> [Task instructions]:
#1 Reproduce the passage on treating non-Hodgkin lymphoma below word for word, starting with "Chemotherapy is a" and going on through "of your cancer.".
#2 Carry on the text about non-Hodgkin lymphoma treatment below, picking up after its final sentence.

> [Extracted text]:
Non-Hodgkin lymphoma is usually treated with chemotherapy or radiotherapy, although some people may not need treatment straight away.
In a few cases, if the initial cancer is very small and can be removed during a biopsy, no further treatment may be needed.
The recommended treatment plan will depend on your general health and age, as many of the treatments can put a tremendous strain on the body.
Discussions about your treatment plan will usually take place with several doctors and other health professionals who specialise in different aspects of treating lymphoma.
This is known as a multidisciplinary team (MDT). Your MDT will recommend the best treatment options for you.
But you shouldn't be rushed into making a decision about your treatment plan.
Before deciding, you may wish to talk to friends, family and your partner.
You'll be invited back to see your care team for a full discussion about the risks and benefits of any treatments planned before treatment begins.
You can ask your care team if a clinical trial is available to take part in.
If the disease is low grade (slow developing) and you're well, a period of "watch and wait" is often recommended.
This is because some people take many years to develop troublesome symptoms and starting treatment immediately is often felt to be unnecessary.
If watch and wait is recommended, you'll be seen regularly for reviews and invited to come back at any stage if you feel your symptoms are getting worse.
Chemotherapy is a widely used treatment for non-Hodgkin lymphoma that involves using medicine to kill cancer cells.
It may be used on its own, combined with biological therapy, or combined with radiotherapy.
The medication can be given in a number of different ways, depending on the stage of your cancer.

> [Excerpted data]:
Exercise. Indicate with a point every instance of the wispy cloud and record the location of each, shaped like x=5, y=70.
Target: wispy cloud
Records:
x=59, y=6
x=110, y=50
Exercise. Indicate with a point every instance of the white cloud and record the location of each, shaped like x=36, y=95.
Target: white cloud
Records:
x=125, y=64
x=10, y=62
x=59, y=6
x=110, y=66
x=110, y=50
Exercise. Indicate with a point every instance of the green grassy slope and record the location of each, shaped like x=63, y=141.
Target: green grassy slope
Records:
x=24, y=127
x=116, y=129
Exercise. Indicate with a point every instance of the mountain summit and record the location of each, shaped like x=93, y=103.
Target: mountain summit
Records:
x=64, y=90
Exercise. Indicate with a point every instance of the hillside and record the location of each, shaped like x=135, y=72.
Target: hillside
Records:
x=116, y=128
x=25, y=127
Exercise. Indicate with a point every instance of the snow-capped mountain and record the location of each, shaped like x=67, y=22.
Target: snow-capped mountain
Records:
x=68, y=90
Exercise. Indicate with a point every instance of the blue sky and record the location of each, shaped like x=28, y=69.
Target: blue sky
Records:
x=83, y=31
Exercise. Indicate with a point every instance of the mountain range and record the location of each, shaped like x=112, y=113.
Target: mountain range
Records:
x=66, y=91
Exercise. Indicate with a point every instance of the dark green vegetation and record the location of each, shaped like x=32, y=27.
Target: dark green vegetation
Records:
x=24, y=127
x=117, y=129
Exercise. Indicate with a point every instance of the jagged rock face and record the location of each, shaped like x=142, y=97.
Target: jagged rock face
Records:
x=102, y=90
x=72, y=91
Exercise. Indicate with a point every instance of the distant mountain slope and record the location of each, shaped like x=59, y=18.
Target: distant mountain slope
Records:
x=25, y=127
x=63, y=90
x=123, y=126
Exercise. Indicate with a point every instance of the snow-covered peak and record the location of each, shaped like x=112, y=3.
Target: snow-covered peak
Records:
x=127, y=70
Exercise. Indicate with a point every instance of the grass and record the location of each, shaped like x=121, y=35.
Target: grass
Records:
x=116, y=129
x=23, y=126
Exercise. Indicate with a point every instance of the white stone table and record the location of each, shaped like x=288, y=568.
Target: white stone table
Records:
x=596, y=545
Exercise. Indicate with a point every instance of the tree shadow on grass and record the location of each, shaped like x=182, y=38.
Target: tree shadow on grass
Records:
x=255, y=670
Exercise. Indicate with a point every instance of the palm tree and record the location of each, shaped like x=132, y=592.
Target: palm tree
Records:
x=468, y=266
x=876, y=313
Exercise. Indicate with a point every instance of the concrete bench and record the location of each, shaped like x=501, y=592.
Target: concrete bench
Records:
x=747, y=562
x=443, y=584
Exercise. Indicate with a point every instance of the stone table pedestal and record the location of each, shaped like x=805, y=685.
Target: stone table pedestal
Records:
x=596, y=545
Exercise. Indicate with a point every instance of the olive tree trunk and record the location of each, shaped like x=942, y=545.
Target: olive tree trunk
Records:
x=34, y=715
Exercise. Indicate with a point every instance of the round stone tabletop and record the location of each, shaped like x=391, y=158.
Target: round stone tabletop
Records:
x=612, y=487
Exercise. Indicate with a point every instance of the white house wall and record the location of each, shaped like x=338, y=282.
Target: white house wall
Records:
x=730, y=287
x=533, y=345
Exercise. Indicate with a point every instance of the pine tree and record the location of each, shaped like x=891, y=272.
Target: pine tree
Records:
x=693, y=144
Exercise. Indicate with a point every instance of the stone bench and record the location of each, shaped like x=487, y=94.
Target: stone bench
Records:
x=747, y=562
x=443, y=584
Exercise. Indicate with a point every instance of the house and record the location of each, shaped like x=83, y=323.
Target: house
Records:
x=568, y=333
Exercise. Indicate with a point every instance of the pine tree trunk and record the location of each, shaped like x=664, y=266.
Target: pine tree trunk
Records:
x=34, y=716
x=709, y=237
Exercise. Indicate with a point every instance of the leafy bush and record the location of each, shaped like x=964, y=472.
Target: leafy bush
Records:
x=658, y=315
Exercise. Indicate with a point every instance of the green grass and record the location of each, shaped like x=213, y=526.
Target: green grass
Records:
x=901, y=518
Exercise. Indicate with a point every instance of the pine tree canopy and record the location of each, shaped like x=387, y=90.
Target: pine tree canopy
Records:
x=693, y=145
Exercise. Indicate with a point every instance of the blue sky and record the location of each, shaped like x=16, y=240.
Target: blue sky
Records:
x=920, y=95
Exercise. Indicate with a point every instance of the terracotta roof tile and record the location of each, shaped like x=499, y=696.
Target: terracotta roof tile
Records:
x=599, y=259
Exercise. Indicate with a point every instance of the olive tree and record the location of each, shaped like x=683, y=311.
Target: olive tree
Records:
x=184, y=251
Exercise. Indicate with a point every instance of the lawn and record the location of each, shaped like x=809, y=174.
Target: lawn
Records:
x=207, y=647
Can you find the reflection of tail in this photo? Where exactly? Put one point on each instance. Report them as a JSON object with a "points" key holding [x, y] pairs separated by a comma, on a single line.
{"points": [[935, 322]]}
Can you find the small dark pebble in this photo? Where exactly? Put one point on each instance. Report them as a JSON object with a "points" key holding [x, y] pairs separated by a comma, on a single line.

> [Replies]:
#1
Chemotherapy is a widely used treatment for non-Hodgkin lymphoma that involves using medicine to kill cancer cells.
It may be used on its own, combined with biological therapy, or combined with radiotherapy.
The medication can be given in a number of different ways, depending on the stage of your cancer.

#2
You'll normally get chemotherapy through a drip directly into a vein (intravenous chemotherapy), as tablets taken by mouth, or a combination of both.
If there's a risk of the cancer spreading to your brain, you may have chemotherapy injections directly into the cerebrospinal fluid around your spine.
Chemotherapy is usually given over a period of a few months on an outpatient basis, which means you get treatment during the day and shouldn't have to stay in hospital overnight.
But there may be times when your symptoms or the side effects of treatment become particularly troublesome and a longer hospital stay may be needed.
If you're taking chemotherapy as tablets, you might be able to take these at home.
Chemotherapy can have several side effects, the most significant of which is potential damage to your bone marrow.
This can interfere with the production of healthy blood cells and cause the following problems:
- feeling very tired (fatigue)
- increased vulnerability to infection
- bleeding and bruising more easily
If you experience these problems, treatment may need to be delayed so you can produce more healthy blood cells.
Growth factor medicines can also stimulate the production of blood cells.
Other possible side effects of chemotherapy include:
- nausea and vomiting
- loss of appetite
- mouth ulcers
- skin rashes
- hair loss
- infertility, which may be temporary or permanent (see complications of non-Hodgkin lymphoma for more information)
Most side effects should pass once your treatment has finished.
Tell your care team if side effects become particularly troublesome, as there are treatments that can help.
Read more about the side effects of chemotherapy.
If non-Hodgkin lymphoma doesn't get better with initial treatment (known as refractory lymphoma), you may have a course of chemotherapy at a stronger dose.
But this intensive chemotherapy destroys your bone marrow, leading to the side effects mentioned.
You'll need a stem cell or bone marrow transplant to replace the damaged bone marrow.
Radiotherapy is most often used to treat early-stage non-Hodgkin lymphoma, where the cancer is only in 1 part of the body.
Treatment is normally given in short daily sessions, Monday to Friday, usually for no more than 3 weeks.
You shouldn't have to stay in hospital between appointments.
Radiotherapy itself is painless, but it can have some significant side effects. These can vary, depending on which part of your body is being treated.
For example, treatment to your throat can lead to a sore throat, while treatment to the head can lead to hair loss.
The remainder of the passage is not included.